▶ _Written instruction_
Edit the lines starting at the one containing "Please trace the outline of every instance of the pointed" and ending at the one containing "M 14 157 L 13" so that "evenodd" becomes "nonzero", and reproduce them with everything else unchanged.

Raw records:

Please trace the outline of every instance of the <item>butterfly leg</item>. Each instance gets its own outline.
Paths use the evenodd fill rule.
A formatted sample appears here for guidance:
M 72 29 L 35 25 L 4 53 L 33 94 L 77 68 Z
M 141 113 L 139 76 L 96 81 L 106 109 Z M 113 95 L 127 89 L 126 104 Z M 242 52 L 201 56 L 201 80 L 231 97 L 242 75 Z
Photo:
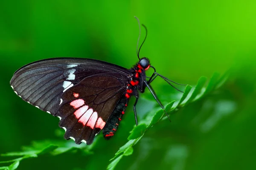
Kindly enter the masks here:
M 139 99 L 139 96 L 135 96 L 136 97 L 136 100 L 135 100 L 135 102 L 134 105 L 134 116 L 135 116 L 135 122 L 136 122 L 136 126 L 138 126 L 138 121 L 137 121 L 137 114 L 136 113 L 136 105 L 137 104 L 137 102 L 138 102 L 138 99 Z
---
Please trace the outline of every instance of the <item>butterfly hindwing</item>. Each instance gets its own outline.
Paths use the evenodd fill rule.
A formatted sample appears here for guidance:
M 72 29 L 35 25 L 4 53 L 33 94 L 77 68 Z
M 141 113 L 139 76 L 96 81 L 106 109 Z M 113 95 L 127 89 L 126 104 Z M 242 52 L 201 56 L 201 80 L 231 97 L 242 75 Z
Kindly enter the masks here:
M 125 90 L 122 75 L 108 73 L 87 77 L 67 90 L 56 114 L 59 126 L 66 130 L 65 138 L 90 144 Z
* * *
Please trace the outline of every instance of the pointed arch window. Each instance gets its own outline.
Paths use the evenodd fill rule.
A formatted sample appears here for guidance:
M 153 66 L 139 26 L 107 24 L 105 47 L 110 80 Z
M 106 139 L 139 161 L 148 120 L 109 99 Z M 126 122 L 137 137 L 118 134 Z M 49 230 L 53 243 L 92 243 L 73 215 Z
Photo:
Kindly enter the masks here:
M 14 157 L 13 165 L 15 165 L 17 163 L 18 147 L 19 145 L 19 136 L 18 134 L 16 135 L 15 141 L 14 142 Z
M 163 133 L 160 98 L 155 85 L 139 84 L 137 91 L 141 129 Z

▶ _Written solution_
Please trace the outline of every instance of the pointed arch window. Each instance gets its own outline.
Paths use the nonzero fill rule.
A formatted sample appears here for guidance:
M 153 66 L 139 26 L 107 24 L 105 47 L 110 80 Z
M 106 139 L 139 161 L 148 120 L 109 99 Z M 126 122 L 137 137 L 118 134 Z M 49 230 L 53 243 L 92 243 L 73 215 Z
Photo:
Kindly enter the masks here:
M 14 157 L 13 165 L 15 165 L 17 163 L 18 147 L 19 145 L 19 136 L 18 134 L 16 135 L 15 141 L 14 142 Z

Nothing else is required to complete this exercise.